··· PROVIDED RECORDS ···

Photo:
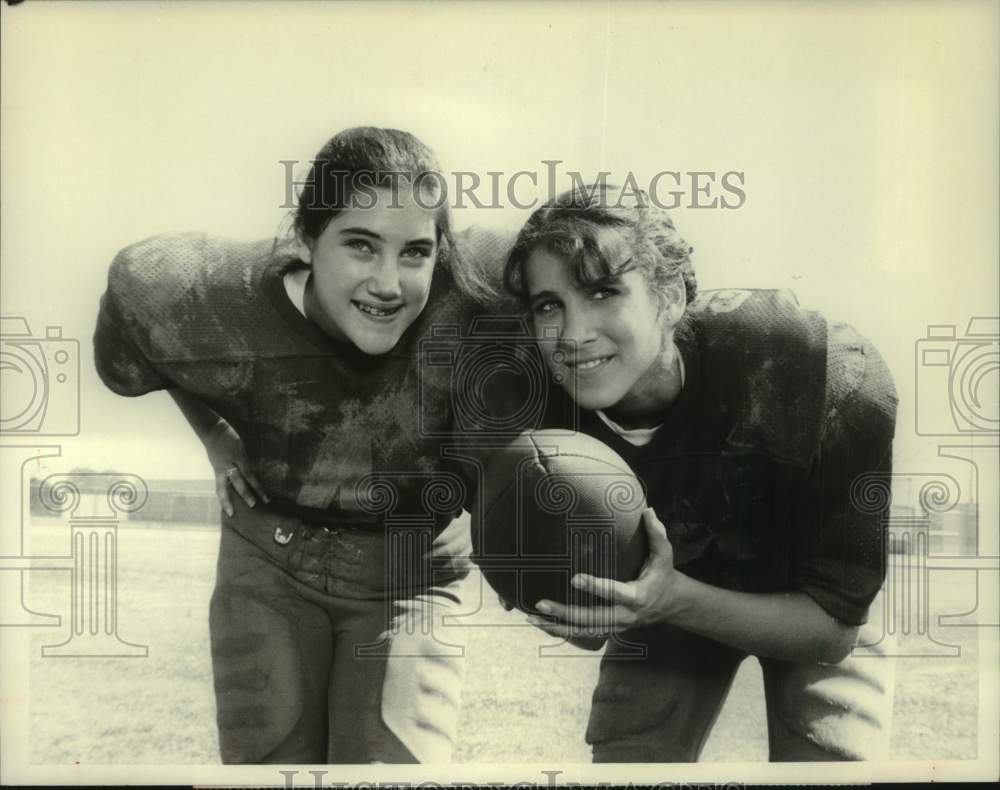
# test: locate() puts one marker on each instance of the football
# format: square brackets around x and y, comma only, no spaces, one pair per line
[552,504]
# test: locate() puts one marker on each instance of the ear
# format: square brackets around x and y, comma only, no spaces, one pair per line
[303,247]
[674,297]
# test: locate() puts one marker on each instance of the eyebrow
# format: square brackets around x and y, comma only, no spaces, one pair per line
[373,235]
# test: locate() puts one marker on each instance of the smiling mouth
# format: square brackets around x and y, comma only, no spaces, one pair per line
[589,364]
[373,311]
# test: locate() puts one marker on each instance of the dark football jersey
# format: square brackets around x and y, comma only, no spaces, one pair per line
[320,420]
[752,470]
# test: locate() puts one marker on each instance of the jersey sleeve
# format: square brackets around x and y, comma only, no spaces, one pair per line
[841,559]
[121,362]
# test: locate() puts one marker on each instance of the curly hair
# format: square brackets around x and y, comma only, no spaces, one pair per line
[602,232]
[354,161]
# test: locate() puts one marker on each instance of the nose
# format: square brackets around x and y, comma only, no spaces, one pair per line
[384,282]
[577,329]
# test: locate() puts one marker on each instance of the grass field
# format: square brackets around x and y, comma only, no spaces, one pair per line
[517,708]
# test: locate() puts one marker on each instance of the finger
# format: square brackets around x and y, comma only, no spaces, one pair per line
[242,488]
[222,494]
[568,632]
[251,478]
[610,590]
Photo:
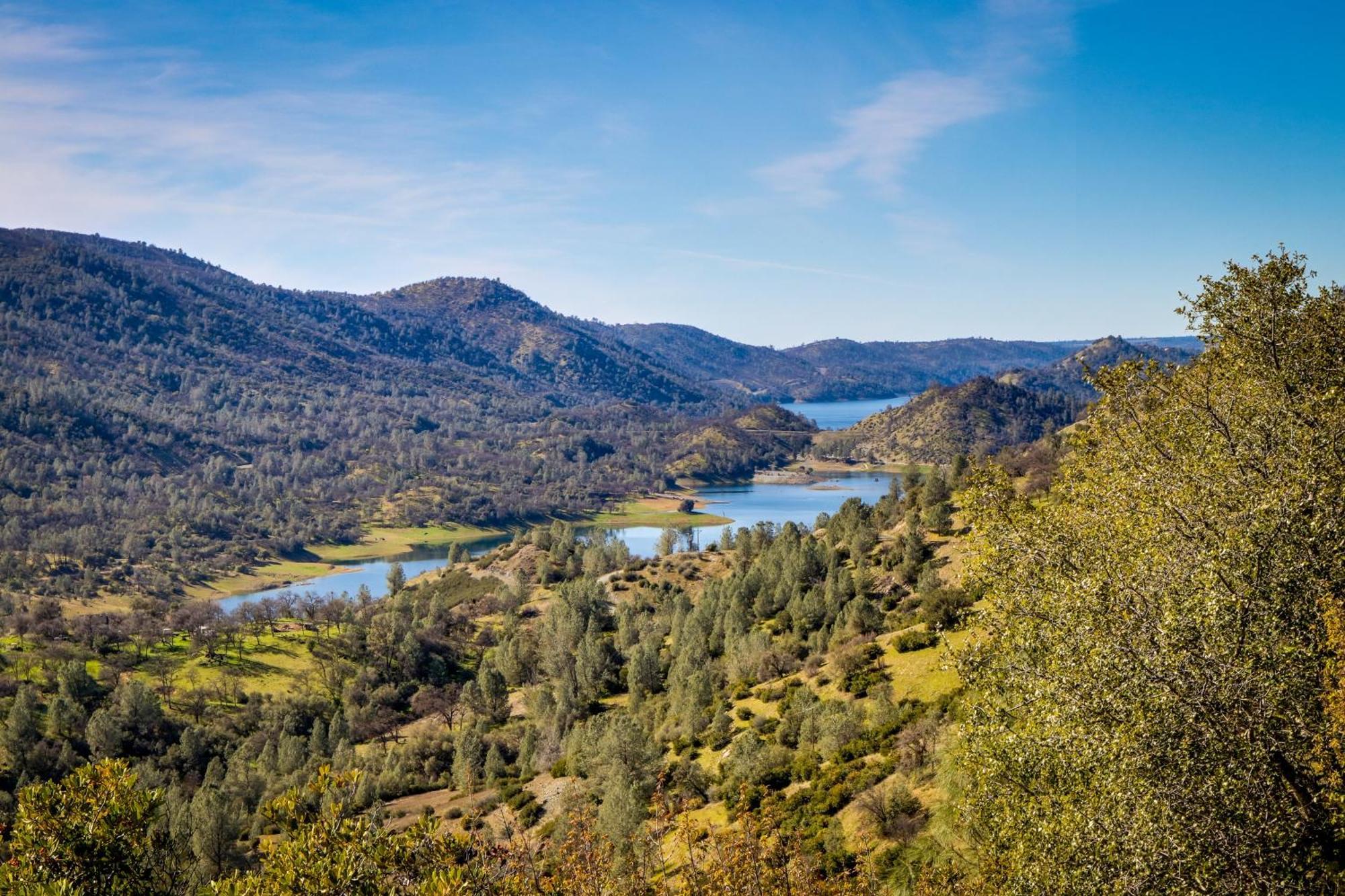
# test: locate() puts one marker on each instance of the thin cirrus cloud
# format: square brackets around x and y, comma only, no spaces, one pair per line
[120,139]
[879,140]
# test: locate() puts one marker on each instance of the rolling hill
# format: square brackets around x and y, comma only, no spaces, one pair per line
[985,415]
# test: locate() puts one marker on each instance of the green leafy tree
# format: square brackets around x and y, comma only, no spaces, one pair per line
[1155,693]
[92,833]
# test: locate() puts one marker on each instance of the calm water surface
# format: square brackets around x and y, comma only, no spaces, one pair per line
[839,415]
[746,503]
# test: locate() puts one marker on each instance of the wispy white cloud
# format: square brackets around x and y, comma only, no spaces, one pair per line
[879,140]
[25,41]
[135,142]
[782,266]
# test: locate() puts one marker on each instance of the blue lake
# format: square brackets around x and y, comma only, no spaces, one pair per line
[746,503]
[839,415]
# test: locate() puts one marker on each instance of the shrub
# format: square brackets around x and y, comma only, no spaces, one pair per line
[917,641]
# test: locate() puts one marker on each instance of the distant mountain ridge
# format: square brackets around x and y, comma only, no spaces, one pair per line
[984,415]
[844,369]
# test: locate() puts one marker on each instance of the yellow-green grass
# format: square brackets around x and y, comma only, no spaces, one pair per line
[266,576]
[272,663]
[656,512]
[385,541]
[923,674]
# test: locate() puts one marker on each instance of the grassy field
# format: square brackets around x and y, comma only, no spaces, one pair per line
[925,674]
[379,541]
[661,512]
[274,663]
[383,541]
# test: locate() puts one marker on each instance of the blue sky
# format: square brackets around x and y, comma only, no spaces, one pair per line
[777,173]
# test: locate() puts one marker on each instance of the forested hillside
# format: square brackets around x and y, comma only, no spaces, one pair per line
[1128,684]
[163,419]
[833,369]
[985,415]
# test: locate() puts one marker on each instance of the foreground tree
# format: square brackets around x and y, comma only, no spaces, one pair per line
[1160,694]
[92,833]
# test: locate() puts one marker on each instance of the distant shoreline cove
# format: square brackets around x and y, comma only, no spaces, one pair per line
[742,503]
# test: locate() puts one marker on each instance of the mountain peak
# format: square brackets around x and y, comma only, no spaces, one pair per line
[459,294]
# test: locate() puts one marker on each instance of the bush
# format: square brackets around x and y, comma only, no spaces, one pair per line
[911,641]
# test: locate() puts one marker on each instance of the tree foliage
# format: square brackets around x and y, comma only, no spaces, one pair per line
[1160,690]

···

* DIRECTIONS: Change "instance" to "occurrence" everywhere it occurs in the material above, leaving every other part as it is, and leave out the pictures when you write the material again.

* TASK ANSWER:
Photo:
# test: locate() puts one marker on each occurrence of the football
# format: square brackets around x and y, comma only, no spaces, one pair per line
[552,504]
# test: locate() puts one marker on each occurrence of the ear
# format: square brackets around x and y, comma only, no spaces, one pair per line
[303,247]
[674,297]
# test: locate() puts one marker on each occurrence of the eyebrow
# format: square brackets around x and y, comma only, no spaces, one pair per line
[373,235]
# test: locate() puts one marker on each occurrence of the smiling mouth
# format: square brackets around x and y, comma only, no spaces, one pair per line
[589,364]
[373,311]
# test: locate() puts one marker on each occurrence of the dark football jersey
# format: square brackets around x and y, comma only, no spaces, one pair per line
[320,420]
[752,470]
# test: locate() puts one marker on each occurrence of the jersey sleeve
# format: square brackets around x and y, comma only, no spaces, one pair per line
[841,559]
[121,362]
# test: locate() puts one marker on each occurrence of the curly hair
# format: square brackets around x and y, comma only, no spaces, one pair per line
[602,232]
[354,161]
# test: locate() puts one marker on each occurrence of the nose
# format: square brackets around x and y, comma only, no spaces, one pair per line
[384,282]
[577,329]
# test: locate() puts one marker on each occurrence of the grass field
# format: square brackets around x and y, comma only, no spaces, one pair per line
[517,708]
# test: locate() puts one marker on each occurrence of the finger
# format: square brackets around x and y, comma only, no spaces, one pair per line
[242,488]
[222,494]
[568,632]
[251,478]
[610,590]
Photo:
# test: locate() puts one marker on each occurrence of the thin cirrus cloud
# format: square brackets around x and y, comma only, no spaces, one pair per line
[120,139]
[879,140]
# test: locate() puts one marker on each occurrence of the rolling hill
# format: square brackets around x and y, comma only, no spaces, one pair per line
[985,415]
# test: locate() puts one marker on each occurrence of the green leafy tree
# format: square brackets around x and y, comma only, no spaces, one pair per line
[1155,693]
[92,833]
# test: locate() puts one marker on each occurrence of the calm water surface
# format: square brackets around x and y, comma only, no spaces, one pair per line
[839,415]
[746,503]
# test: locate() puts one marker on each occurrence of the wispy white cloud
# format: square brackets around x and y, comma only, no spaces, one pair per line
[879,140]
[25,41]
[135,142]
[782,266]
# test: locate() puts one marker on each occurrence of the blue lake
# format: square brackets around x and y, comma only, no spaces, one pair per line
[746,503]
[839,415]
# test: locate() puts one marker on each occurrence of the shrub
# format: square brackets around x and y, comma only, no spaces, one pair per line
[917,641]
# test: locate() puts one marker on each occurrence of the distant mountain ridge
# format: square brackets around x and y, comma only, no spaces, one pair per line
[984,415]
[844,369]
# test: locate() puts one marker on each occurrence of the yellow-green grass
# format: square brackets around x and y, comma only, no spaces, one pair per line
[266,576]
[272,663]
[656,512]
[385,541]
[923,674]
# test: locate() puts one marker on each occurrence of the grassy field
# format: square brackets around x and y, comma only, no spaces, one pair per line
[925,674]
[379,541]
[661,512]
[274,663]
[383,541]
# test: locate() puts one marker on each occurrence of the blue sky
# format: square brackets around x and y, comma only, no spaces, one pair per line
[777,173]
# test: locate() puts one marker on each occurrence of the forested hillside
# format: square brackets around x and y, comma only, no spaces, one pair per line
[1128,684]
[163,419]
[833,369]
[985,415]
# test: locate() puts one marker on each occurrence of the foreground tree
# format: square brackets around x and y, comma only, no spaces, one pair per line
[1160,694]
[92,833]
# test: locate() puts one marker on each occurrence of the distant shoreline cove
# format: square brackets around x and y, comma only, no spaces, one pair per line
[742,503]
# test: locate() puts one marker on each occurrence of the mountain peak
# format: square brackets around x and y, comma only, no spaces, one pair per line
[459,294]
# test: locate() puts one marker on each occurrence of the bush
# format: square brackets around x and y, comma only, no spaces, one pair per line
[911,641]
# test: locate() puts one marker on each occurrence of the tree foliage
# format: square brackets around x and y, comma only, no spaces, one pair per line
[1160,690]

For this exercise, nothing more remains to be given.